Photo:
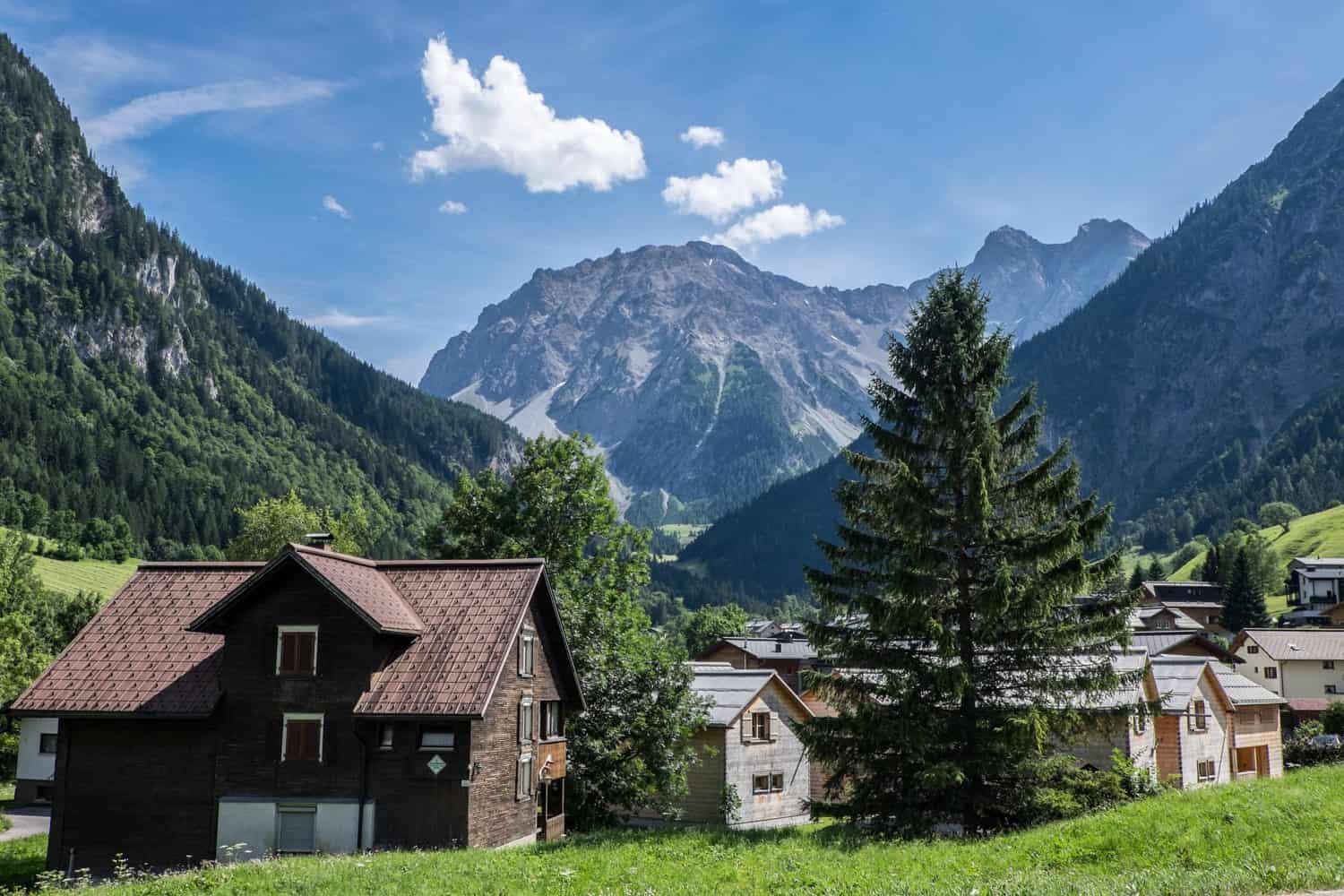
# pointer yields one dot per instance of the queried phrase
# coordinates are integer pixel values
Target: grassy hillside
(1262, 837)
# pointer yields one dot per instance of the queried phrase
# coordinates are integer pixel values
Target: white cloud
(336, 319)
(335, 207)
(496, 123)
(774, 223)
(148, 113)
(702, 136)
(733, 187)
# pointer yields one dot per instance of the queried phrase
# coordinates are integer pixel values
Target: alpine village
(656, 571)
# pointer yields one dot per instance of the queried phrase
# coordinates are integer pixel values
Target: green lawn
(70, 576)
(1261, 837)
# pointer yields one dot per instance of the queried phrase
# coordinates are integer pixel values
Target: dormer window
(527, 653)
(296, 650)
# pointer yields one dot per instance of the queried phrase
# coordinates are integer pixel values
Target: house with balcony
(1305, 667)
(1314, 591)
(317, 702)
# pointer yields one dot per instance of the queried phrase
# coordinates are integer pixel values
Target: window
(553, 720)
(303, 737)
(296, 650)
(437, 739)
(524, 720)
(524, 777)
(760, 726)
(295, 828)
(1198, 720)
(527, 653)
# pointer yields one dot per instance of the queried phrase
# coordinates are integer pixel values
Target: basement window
(303, 737)
(296, 828)
(296, 650)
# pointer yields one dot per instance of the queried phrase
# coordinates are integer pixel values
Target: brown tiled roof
(472, 614)
(137, 656)
(354, 581)
(142, 656)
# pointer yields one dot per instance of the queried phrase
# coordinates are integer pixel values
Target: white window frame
(530, 791)
(280, 643)
(527, 653)
(304, 716)
(296, 809)
(452, 734)
(526, 712)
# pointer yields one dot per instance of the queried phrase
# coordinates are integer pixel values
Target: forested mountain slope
(142, 379)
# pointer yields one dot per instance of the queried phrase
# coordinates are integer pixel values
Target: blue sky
(876, 142)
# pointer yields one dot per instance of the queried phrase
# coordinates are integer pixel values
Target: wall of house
(255, 699)
(496, 817)
(781, 754)
(246, 828)
(35, 769)
(134, 788)
(1260, 727)
(416, 807)
(1296, 677)
(1212, 743)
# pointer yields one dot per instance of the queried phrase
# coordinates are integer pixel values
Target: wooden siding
(782, 754)
(142, 790)
(495, 814)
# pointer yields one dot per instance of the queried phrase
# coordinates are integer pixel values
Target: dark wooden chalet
(316, 702)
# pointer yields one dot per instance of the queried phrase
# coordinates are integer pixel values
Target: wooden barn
(314, 702)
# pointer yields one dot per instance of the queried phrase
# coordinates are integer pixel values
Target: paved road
(27, 823)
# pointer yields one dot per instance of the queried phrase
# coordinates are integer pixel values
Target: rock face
(706, 379)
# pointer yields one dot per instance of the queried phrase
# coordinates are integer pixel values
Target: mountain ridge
(707, 384)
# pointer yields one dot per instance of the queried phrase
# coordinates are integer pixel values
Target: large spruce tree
(952, 607)
(1244, 600)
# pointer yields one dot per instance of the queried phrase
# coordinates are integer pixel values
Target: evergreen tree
(954, 587)
(1244, 600)
(1209, 571)
(631, 747)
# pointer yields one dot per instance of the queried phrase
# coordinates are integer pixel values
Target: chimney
(320, 540)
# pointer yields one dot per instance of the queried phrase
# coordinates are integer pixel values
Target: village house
(787, 653)
(314, 702)
(35, 775)
(749, 747)
(1198, 600)
(1314, 591)
(1305, 667)
(1215, 726)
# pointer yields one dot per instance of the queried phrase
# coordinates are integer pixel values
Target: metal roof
(1296, 643)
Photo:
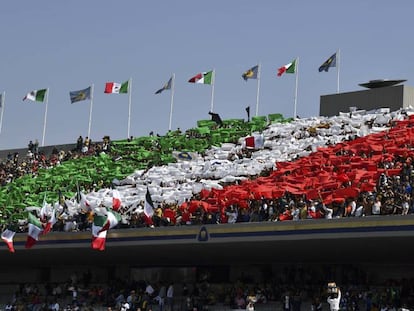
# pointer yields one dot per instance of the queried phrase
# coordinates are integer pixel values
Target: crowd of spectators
(393, 195)
(17, 165)
(293, 288)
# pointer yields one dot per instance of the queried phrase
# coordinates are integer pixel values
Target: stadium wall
(394, 98)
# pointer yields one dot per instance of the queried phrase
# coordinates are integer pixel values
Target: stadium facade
(377, 96)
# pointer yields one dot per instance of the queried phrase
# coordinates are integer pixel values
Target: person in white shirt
(232, 215)
(334, 300)
(376, 207)
(170, 297)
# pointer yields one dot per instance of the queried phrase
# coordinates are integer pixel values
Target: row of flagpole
(201, 78)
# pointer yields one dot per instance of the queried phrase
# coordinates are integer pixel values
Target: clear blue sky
(69, 45)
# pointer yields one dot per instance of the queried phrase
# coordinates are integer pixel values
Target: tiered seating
(125, 158)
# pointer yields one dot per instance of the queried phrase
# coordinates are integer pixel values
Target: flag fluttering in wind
(98, 235)
(112, 220)
(116, 200)
(51, 222)
(7, 236)
(34, 230)
(248, 113)
(254, 142)
(36, 95)
(77, 96)
(116, 88)
(167, 86)
(149, 205)
(330, 62)
(216, 118)
(203, 78)
(288, 68)
(251, 73)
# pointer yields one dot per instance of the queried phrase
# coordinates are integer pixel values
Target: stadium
(266, 207)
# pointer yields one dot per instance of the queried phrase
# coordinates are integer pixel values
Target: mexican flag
(116, 200)
(36, 95)
(288, 68)
(7, 236)
(51, 222)
(116, 88)
(98, 234)
(112, 220)
(35, 229)
(148, 205)
(202, 78)
(254, 142)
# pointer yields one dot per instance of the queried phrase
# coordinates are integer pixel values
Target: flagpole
(129, 105)
(258, 89)
(296, 87)
(212, 89)
(45, 118)
(2, 109)
(90, 112)
(337, 70)
(172, 100)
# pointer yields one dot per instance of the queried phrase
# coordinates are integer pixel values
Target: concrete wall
(394, 97)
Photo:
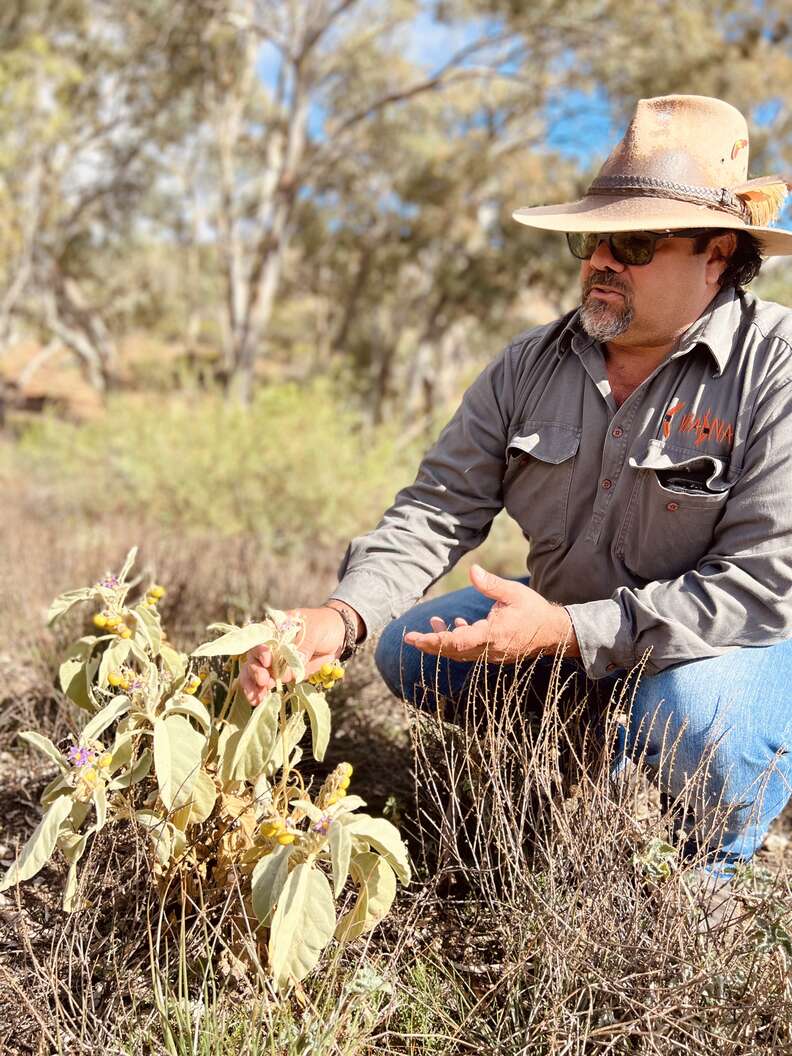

+---+

INSTRUCTIONS FOR THE TASK - Return every line of the material above verbatim, leaving out the pictures.

EXERCISE ANSWER -
Photo:
# pointer yields one dot per instance of the queried phrase
# coordinates are integer pixel values
Target: grassy hillside
(1262, 837)
# pointer yields one dot per instance of the queried phrase
# coordinates are integer pixel values
Target: white cloud
(336, 319)
(335, 207)
(496, 123)
(774, 223)
(148, 113)
(702, 136)
(733, 187)
# pointer yields one dot per instance of the queried phrase
# coordinates are integer pixel values
Target: alpine village
(656, 571)
# pointer yields one dot per instance of the queried phrase
# coordinates are integer pixel values
Target: green lawn
(70, 576)
(1261, 837)
# pointer yields one dot per instance of the queried phrase
# coordinates are integer pixel values
Target: dormer window
(527, 653)
(296, 650)
# pointer yields one dot per instance of the queried phrase
# coordinates are integer pixel values
Target: house with balcony
(1305, 667)
(1314, 591)
(317, 702)
# pointer yields one dot per instance of the queried phrase
# coordinates are integer pixel values
Target: window
(553, 720)
(303, 737)
(296, 650)
(437, 739)
(524, 720)
(524, 777)
(760, 726)
(295, 828)
(1198, 720)
(527, 653)
# pointer yields one dot per instance of the queried phrase
# coordinates are integer pixel values
Target: basement window
(303, 737)
(296, 828)
(296, 650)
# pointer yields one dot per instance of the queried phrase
# coordinates are integer pixel values
Target: brown tiled roof
(472, 614)
(137, 656)
(354, 581)
(142, 656)
# pointer yields one dot per instance of the queried phrase
# coordinates are integer pixel values
Target: white window frame
(530, 791)
(280, 643)
(527, 653)
(304, 716)
(296, 809)
(452, 734)
(526, 712)
# pointer yields one dot per instance of the queried phrase
# coordinates are integer pixel values
Target: forested mountain slope
(142, 379)
# pointer yields one dot per instance of the queried phrase
# coordinates are integer pixel values
Target: blue sky
(876, 142)
# pointer yields one dot per instance of the queried phrase
# coordinates are integer pixel values
Target: wall of house
(255, 699)
(496, 817)
(781, 754)
(246, 828)
(35, 769)
(134, 788)
(1260, 727)
(416, 807)
(1296, 677)
(1212, 743)
# pointer yields one dot per instance of the queried phrase
# coordinates are integer pixel values
Target: wooden siding
(782, 754)
(142, 790)
(495, 814)
# pointer yields one dot per instance of the queried phrase
# coordinates are integer pixel values
Target: dark wooden chalet
(316, 702)
# pointer yields one dot per instance of the queried phrase
# coordinates are integer pixel values
Target: wooden barn
(314, 702)
# pointer yields one dot per instance of the queried phrase
# coordinates are integer pixel values
Target: paved road
(27, 823)
# pointer yields one dot per instance of the queried phrase
# coordinates are integer pixel values
Target: rock face
(706, 379)
# pointer yields one dot per instance of the queried phrase
# coordinates are integer pixel values
Target: mountain ridge
(707, 384)
# pointer yields one dot per instance of the queried phrase
# coordinates are integer pixel values
Target: large spruce tree
(952, 607)
(1244, 600)
# pointer yields one dot per instance of the queried phrase
# coordinates are integer pixel values
Target: evergreen tree
(954, 587)
(1244, 600)
(1209, 571)
(631, 747)
# pointer yields one dot per instance of the queried phrase
# coordinates are integer pixel values
Target: chimney
(320, 540)
# pointer yields one dot per instance of the queried phrase
# coordinates are integer pixel values
Target: village house
(787, 653)
(314, 702)
(35, 775)
(749, 747)
(1198, 600)
(1314, 591)
(1305, 667)
(1215, 726)
# pointer yields one dot per instance of the queried phrase
# coordinates are integer pixel values
Target: metal roof
(1296, 643)
Photo:
# pointer yields one dot per instance of the queried phrase
# coordinates are integer pixel values
Target: crowd of spectators
(393, 195)
(17, 165)
(293, 288)
# pointer yields one dot per instance of the queried phrase
# coordinates are integer pixel values
Target: stadium wall
(394, 98)
# pointer yields one dot per instance of the queried phrase
# coordinates are integer pixel values
Target: stadium facade
(377, 96)
# pointer yields one dot per instance of the queried phrase
# coordinates are integer pixel values
Target: person in white shirt
(232, 215)
(334, 300)
(376, 207)
(170, 297)
# pointer yields one dot per instance of the queried phrase
# coordinates are integer pixel values
Target: row of flagpole
(201, 78)
# pointer yields one dot per instance of the queried phrase
# coordinates are integer pixel values
Target: clear blue sky
(69, 45)
# pointer yields one dot per instance of the queried phrase
# coordinates are integer pixel values
Target: tiered seating
(125, 158)
# pointer yields one dot per instance of the queried phrase
# coordinates are integer pixel values
Target: flag fluttering in wind
(98, 235)
(112, 220)
(116, 200)
(51, 222)
(7, 236)
(34, 230)
(248, 113)
(254, 142)
(36, 95)
(77, 96)
(116, 88)
(167, 86)
(149, 205)
(330, 62)
(216, 118)
(203, 78)
(288, 68)
(251, 73)
# pointer yields one dot per instance of the queried phrase
# coordinates are integer pixel values
Target: stadium
(266, 207)
# pointer yields one dot per instance of the queried phrase
# coordinates are integer pixel values
Target: mexican flag
(116, 200)
(36, 95)
(288, 68)
(7, 236)
(51, 222)
(116, 88)
(98, 234)
(112, 220)
(35, 229)
(148, 205)
(202, 78)
(254, 142)
# pointer yields one dot per instance of the queried phrase
# coordinates are integer pixel values
Target: flagpole
(129, 105)
(258, 89)
(296, 87)
(212, 89)
(45, 118)
(2, 109)
(90, 112)
(337, 70)
(172, 100)
# pointer yields one dot per instance of the queried phrase
# coordinates are integer pixel values
Target: concrete wall
(394, 97)
Photo:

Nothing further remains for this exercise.